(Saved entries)
========================

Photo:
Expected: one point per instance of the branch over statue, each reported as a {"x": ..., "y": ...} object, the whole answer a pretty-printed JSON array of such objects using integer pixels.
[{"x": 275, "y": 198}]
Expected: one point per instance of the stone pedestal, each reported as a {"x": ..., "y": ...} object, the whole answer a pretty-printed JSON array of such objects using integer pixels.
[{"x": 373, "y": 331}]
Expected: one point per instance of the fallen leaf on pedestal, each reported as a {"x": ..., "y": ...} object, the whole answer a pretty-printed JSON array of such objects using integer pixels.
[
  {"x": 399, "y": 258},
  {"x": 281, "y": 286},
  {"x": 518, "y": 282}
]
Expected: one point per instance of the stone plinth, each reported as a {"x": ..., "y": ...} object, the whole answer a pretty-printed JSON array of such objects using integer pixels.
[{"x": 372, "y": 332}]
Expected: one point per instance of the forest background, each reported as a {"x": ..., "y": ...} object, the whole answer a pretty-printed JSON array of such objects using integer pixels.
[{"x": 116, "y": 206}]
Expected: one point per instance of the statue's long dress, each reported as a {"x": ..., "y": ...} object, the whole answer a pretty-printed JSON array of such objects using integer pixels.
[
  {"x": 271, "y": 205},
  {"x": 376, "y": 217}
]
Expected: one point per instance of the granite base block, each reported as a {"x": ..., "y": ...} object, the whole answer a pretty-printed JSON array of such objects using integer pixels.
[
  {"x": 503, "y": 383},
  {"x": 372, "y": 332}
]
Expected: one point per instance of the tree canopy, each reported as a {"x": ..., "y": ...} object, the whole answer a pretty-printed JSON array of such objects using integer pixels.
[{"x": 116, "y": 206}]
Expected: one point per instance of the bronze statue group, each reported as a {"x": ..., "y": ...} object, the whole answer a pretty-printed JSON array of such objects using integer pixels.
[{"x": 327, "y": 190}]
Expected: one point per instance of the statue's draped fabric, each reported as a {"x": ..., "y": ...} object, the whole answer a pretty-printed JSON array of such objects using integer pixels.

========================

Retype the records above in full, exactly as they appear.

COMPLETED TASK
Photo:
Expected: one point per instance of the branch over statue, each reported as a {"x": ..., "y": ...} object, the whole answer a pretty-printed JSON array of such objects using integer pixels.
[{"x": 275, "y": 198}]
Expected: one point per instance of the stone pedestal, each reported as a {"x": ..., "y": ...} object, the whole answer a pretty-printed JSON array of such objects using integer pixels.
[{"x": 373, "y": 331}]
Expected: one point per instance of the fallen leaf on pedestal, each reported as a {"x": ..., "y": ...} object, the whole answer a pretty-printed JSON array of such objects using integer pixels.
[
  {"x": 399, "y": 258},
  {"x": 281, "y": 286},
  {"x": 518, "y": 282}
]
Expected: one point per instance of the stone plinth, each reported as a {"x": ..., "y": ...} object, the whole answer a pretty-printed JSON array of such objects using integer pixels.
[{"x": 372, "y": 332}]
Expected: one point per instance of the forest background, each reported as a {"x": ..., "y": ...} object, the whole answer a pretty-printed JSON array of such objects using integer pixels.
[{"x": 116, "y": 206}]
Expected: one point per instance of the statue's long dress, each reported as a {"x": ..., "y": ...} object, the whole answer a pretty-printed JSON array of such objects using integer pixels.
[
  {"x": 271, "y": 205},
  {"x": 376, "y": 217}
]
Expected: one point per instance of the granite base block, each reported as a {"x": ..., "y": ...} object, the whole answer a pretty-printed JSON array of such objects using integer pixels.
[
  {"x": 503, "y": 383},
  {"x": 372, "y": 332}
]
Expected: one point per instance of the tree canopy, each reported as a {"x": ..., "y": ...} object, the whole answer a pretty-printed JSON array of such objects using integer pixels.
[{"x": 116, "y": 206}]
Expected: one point per instance of the bronze statue group, each reported as a {"x": ..., "y": ...} object, the whole answer a pretty-printed JSON array of such objects using integer pixels.
[{"x": 327, "y": 190}]
Expected: one point per instance of the statue's draped fabric, each reported as a {"x": ..., "y": ...} object, the whole answer a pretty-printed JSON array of such objects using integer pixels.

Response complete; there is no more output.